• Problem
Carry on the news report about the approved dam near the Sesan and Srepok rivers in Stung Treng, picking up after its final sentence.
Selected passage START
Located near the confluence of the Sesan and Srepok rivers in Stung Treng, the 400-megawatt dam, set to be built on one of the Mekong River’s most important tributaries, was signed off by the Council of Ministers on Friday. Among the details lacking in the announcement were the start date of the dam project and how much the villagers that stand to be displaced will be compensated.

A 2009 study showed that the dam would affect as many as 100,000 people who rely on the Sesan River in Stung Treng and Ratanakkiri provinces for fish, a major source of protein.

Meach Mean, coordinator of the 3S Rivers Protection Network, said yesterday that his organization heard nothing about the dam’s approval before Friday and was “very surprised.”

“This is a big decision from the government and I don’t want to talk anymore about the impacts,” said Mr. Mean. “I would just like them to organize a public consultation or public forum to clearly give information to all our community around the two rivers and also the local authorities.”

Mr. Mean also said that despite the mitigation measures and compensation models recommended by PECC1, the Vietnamese company that conducted the environmental impact assessment, there were still outstanding problems that he hopes will be addressed before the dam construction begins.

“They only [wrote] about the number of people who are in the reservoir site. But the reality is that from this project, [the impact] should include communities in the downstream, in the reservoir site and the upstream,” Mr. Mean said.

Om Savath, director of the Fisheries Action Coalition Team, expressed concerns about how the dam would increase pollution and affect the river’s biodiversity.
Selected passage END
Dataset records START
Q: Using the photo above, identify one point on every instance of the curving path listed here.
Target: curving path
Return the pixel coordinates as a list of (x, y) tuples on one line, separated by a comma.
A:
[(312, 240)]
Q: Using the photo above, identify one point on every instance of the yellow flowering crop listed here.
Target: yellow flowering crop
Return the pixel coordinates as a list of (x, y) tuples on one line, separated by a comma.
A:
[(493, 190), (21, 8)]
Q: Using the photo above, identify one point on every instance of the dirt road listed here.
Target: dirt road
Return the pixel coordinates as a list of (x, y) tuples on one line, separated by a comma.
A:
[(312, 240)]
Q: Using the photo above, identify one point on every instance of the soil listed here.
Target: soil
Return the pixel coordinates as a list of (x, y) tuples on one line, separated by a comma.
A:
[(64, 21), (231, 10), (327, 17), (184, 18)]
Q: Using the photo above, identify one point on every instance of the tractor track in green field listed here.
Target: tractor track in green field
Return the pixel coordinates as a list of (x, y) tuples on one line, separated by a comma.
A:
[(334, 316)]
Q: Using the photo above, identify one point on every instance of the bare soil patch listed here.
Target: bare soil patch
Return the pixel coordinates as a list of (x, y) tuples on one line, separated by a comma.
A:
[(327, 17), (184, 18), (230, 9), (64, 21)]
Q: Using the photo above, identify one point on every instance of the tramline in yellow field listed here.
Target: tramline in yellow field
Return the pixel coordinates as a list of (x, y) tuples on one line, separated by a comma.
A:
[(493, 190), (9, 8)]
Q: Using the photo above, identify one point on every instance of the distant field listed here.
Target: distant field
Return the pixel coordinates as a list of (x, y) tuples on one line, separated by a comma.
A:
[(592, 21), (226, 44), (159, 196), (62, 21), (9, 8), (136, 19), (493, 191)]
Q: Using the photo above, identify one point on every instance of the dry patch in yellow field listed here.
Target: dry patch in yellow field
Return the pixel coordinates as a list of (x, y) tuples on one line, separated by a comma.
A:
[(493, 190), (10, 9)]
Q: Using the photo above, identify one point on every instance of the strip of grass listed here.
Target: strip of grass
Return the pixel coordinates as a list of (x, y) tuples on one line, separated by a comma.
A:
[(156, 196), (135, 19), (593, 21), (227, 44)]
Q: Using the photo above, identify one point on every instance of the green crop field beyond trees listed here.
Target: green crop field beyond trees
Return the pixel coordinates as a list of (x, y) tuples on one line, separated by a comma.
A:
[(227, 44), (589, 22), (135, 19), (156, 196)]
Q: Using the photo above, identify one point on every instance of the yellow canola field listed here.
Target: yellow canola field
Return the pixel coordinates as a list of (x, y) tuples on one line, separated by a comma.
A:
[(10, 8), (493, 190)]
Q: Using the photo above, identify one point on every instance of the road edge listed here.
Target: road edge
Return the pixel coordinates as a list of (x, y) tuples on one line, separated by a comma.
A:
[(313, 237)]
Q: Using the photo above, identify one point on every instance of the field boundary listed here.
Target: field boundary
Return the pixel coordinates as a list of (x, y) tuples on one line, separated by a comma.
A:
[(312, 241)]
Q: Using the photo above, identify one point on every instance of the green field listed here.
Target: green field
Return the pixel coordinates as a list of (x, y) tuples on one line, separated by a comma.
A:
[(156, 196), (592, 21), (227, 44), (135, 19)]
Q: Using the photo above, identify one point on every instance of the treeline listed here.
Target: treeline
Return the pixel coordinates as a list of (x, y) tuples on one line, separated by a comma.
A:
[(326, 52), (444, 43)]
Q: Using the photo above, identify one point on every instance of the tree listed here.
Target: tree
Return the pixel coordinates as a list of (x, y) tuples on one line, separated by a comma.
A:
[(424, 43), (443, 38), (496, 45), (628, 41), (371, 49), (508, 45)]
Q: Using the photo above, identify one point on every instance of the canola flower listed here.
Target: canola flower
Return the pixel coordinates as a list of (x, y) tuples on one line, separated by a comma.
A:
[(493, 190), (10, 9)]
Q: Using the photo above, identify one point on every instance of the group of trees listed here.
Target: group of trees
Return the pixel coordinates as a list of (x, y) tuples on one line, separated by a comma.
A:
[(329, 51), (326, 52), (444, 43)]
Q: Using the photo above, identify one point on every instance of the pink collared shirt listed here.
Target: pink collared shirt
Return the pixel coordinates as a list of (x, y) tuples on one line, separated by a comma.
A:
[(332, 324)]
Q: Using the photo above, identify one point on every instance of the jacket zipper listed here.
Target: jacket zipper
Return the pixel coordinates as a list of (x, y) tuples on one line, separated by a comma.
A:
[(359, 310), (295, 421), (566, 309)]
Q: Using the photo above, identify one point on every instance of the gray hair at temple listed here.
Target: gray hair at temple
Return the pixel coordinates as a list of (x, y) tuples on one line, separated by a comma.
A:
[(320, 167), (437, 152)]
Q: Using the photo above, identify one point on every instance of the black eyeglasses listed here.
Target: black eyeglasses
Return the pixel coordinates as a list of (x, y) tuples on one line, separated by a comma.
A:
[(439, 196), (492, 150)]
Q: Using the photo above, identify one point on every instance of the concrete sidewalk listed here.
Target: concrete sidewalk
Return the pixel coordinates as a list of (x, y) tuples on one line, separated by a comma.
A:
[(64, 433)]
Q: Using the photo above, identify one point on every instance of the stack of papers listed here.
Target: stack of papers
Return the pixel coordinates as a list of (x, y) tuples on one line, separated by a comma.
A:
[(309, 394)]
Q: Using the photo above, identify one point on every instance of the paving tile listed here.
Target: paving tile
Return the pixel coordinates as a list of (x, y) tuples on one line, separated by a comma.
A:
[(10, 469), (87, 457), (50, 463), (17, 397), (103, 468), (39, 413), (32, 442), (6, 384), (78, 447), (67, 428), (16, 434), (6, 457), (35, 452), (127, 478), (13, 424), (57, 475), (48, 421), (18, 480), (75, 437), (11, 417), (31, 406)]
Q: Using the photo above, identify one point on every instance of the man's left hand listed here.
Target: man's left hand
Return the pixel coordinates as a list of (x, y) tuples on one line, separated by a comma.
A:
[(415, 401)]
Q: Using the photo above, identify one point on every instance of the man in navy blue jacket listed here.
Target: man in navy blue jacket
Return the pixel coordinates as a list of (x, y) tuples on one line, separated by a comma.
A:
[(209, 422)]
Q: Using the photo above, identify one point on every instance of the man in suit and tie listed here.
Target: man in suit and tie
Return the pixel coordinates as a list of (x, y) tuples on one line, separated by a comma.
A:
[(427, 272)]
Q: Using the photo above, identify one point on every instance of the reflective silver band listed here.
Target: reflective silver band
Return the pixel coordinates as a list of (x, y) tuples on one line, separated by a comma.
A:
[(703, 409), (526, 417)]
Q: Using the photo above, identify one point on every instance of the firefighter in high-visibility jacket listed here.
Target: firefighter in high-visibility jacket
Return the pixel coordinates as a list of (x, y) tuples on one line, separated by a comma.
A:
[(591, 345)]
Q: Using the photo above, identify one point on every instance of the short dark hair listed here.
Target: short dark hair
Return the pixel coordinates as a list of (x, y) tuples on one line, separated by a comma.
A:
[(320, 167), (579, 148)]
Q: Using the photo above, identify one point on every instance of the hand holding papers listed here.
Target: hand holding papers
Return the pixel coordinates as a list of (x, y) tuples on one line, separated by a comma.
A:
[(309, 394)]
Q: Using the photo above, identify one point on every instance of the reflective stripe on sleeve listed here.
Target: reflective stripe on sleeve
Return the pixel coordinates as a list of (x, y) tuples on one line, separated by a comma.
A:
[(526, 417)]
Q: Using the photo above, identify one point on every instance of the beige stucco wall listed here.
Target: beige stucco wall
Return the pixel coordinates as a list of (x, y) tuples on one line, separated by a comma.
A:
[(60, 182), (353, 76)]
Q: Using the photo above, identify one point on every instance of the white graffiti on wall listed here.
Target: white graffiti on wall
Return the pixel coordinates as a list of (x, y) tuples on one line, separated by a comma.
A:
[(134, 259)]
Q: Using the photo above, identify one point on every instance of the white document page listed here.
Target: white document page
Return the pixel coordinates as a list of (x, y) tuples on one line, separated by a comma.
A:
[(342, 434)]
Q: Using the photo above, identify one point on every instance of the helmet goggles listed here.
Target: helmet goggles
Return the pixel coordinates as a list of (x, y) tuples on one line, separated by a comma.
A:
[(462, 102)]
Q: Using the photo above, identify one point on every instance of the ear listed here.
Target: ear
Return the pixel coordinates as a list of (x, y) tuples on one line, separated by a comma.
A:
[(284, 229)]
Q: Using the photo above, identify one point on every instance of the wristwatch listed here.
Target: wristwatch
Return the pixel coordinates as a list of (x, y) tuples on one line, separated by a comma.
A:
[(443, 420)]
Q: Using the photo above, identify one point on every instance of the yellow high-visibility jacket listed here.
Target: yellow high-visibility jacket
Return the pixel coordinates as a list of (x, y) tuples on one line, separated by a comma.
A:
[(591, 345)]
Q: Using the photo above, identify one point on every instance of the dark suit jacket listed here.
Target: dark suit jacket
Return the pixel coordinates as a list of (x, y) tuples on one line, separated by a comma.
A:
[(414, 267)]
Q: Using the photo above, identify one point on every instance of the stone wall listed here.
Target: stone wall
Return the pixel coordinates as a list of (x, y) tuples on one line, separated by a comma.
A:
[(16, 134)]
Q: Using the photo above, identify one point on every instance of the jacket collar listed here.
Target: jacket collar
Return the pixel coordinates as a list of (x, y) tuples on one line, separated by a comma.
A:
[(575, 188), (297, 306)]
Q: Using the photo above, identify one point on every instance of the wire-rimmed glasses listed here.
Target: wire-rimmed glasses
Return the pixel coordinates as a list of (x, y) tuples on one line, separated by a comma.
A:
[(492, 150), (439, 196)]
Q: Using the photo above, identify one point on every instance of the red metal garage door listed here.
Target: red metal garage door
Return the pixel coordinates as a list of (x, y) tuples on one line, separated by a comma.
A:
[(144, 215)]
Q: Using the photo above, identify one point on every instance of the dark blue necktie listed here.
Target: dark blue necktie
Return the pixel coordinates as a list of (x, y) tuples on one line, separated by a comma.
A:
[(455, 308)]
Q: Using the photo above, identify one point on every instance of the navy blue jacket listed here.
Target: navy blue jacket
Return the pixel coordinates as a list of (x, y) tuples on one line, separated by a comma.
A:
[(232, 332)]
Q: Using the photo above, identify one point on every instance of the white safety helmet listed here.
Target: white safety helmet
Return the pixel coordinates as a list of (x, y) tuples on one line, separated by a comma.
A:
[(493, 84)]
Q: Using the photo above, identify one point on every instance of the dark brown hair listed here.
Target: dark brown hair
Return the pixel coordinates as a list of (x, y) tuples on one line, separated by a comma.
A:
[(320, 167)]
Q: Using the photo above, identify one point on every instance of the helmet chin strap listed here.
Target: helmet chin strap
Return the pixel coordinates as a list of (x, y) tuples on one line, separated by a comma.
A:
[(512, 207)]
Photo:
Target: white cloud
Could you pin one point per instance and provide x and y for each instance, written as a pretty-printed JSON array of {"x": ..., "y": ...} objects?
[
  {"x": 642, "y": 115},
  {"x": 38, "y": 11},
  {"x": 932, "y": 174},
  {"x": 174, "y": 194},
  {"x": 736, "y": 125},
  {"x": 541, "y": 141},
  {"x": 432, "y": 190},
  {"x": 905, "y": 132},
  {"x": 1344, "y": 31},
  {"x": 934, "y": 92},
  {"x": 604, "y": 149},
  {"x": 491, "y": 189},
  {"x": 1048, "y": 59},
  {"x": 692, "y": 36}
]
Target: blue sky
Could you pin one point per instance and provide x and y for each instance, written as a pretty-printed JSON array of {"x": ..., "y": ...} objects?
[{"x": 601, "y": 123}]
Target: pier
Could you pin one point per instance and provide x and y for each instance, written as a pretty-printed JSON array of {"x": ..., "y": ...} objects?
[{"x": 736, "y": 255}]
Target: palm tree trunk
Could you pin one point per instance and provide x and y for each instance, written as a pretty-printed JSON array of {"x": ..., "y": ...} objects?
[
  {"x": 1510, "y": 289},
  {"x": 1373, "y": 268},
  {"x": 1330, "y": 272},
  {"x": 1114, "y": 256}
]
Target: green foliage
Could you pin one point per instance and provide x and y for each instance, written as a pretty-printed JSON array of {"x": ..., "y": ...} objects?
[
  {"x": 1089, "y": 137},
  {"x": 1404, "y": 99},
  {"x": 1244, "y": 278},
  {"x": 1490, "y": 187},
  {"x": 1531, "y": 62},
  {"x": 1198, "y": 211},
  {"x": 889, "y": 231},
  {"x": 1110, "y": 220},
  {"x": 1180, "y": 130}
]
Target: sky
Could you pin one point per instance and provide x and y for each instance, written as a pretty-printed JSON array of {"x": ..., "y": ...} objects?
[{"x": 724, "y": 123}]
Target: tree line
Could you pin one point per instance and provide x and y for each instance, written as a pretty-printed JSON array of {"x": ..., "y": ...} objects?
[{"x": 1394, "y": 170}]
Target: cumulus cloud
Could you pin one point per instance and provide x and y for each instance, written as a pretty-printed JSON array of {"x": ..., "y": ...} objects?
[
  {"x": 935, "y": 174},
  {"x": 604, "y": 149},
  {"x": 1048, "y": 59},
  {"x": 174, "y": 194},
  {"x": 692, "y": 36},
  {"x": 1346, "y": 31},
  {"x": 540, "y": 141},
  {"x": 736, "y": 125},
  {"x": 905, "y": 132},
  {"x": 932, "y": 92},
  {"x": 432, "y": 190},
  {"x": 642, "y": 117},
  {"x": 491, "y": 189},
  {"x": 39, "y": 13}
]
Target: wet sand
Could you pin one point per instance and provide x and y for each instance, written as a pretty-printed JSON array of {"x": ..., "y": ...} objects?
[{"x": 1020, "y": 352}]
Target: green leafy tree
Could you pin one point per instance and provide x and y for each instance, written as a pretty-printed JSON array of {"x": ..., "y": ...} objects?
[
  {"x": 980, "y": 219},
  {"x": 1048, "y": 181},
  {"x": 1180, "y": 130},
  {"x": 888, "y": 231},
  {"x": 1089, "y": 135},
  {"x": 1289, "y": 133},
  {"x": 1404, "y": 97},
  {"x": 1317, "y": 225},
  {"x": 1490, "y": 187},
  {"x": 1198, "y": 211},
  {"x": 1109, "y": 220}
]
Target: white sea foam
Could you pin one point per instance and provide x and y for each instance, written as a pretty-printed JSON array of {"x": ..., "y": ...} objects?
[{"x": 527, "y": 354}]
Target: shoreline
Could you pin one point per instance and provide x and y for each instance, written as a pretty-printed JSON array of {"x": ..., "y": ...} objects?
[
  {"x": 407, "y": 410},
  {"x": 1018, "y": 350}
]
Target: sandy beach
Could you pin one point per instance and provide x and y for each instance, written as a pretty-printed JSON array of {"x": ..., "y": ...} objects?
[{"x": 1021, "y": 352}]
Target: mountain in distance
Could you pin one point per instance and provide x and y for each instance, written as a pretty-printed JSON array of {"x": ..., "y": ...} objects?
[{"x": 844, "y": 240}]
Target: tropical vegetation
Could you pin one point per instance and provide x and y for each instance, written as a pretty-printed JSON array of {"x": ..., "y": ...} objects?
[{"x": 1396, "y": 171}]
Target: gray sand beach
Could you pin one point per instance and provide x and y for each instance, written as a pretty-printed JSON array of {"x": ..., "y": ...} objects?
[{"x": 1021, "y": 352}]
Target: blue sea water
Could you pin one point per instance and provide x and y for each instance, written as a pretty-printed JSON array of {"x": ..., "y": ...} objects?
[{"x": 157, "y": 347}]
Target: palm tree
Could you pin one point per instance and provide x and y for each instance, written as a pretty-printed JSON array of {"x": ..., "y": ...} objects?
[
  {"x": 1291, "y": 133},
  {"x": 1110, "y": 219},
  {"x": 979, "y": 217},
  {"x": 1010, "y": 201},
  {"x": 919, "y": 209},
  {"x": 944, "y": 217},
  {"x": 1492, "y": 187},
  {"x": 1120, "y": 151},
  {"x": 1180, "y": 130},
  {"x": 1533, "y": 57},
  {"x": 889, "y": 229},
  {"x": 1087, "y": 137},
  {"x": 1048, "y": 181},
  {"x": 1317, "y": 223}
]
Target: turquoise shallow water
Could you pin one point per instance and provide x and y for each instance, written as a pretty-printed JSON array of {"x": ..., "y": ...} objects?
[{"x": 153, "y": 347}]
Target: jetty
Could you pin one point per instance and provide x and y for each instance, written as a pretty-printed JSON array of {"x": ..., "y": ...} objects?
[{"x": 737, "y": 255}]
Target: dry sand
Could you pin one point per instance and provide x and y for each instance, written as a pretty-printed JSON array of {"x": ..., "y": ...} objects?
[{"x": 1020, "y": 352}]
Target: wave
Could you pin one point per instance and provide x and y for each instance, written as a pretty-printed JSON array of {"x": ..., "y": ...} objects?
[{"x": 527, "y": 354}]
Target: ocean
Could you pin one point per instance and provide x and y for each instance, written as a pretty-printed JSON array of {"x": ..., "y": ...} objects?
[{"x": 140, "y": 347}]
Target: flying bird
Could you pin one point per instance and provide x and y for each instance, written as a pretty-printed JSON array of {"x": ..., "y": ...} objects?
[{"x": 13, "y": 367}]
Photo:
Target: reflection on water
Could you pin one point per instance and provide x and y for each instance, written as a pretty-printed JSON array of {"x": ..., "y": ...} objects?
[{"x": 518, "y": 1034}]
Dataset records END
• Expected output
“We are concerned that the affected fisheries, biodiversity and the change of river currents will affect the fish migration, which would affect the people’s livelihoods who are living along the Sesan River,” Mr. Savath said.

A study published earlier this year by a group of international scientists said that tributary dams, most notably the Lower Sesan 2, would have “catastrophic impacts on fish productivity and biodiversity.” The scientists estimated that the Lower Sesan 2 dam would cause a 9.2 percent drop in fish stock through the entire Mekong Basin.

An older study from 2007 conducted by SWECO Groner, a research firm that works with Vietnamese state-owned power company EVN on hydropower projects, suggested that villagers, who get 90 percent of their protein from fish, could supplement their diets by raising and eating rabbits instead.

Chan Thon, 70, a village representative from Sesan district’s Srekor commune, expressed anger at the dam’s approval.

“We want the government to reconsider the relocation site and the compensation because the new site would be north of the river land, which is not good quality land,” said Mr. Thon. “It is our traditional way of living to live near the river, and if we move to the mainland, we will have no job to do.”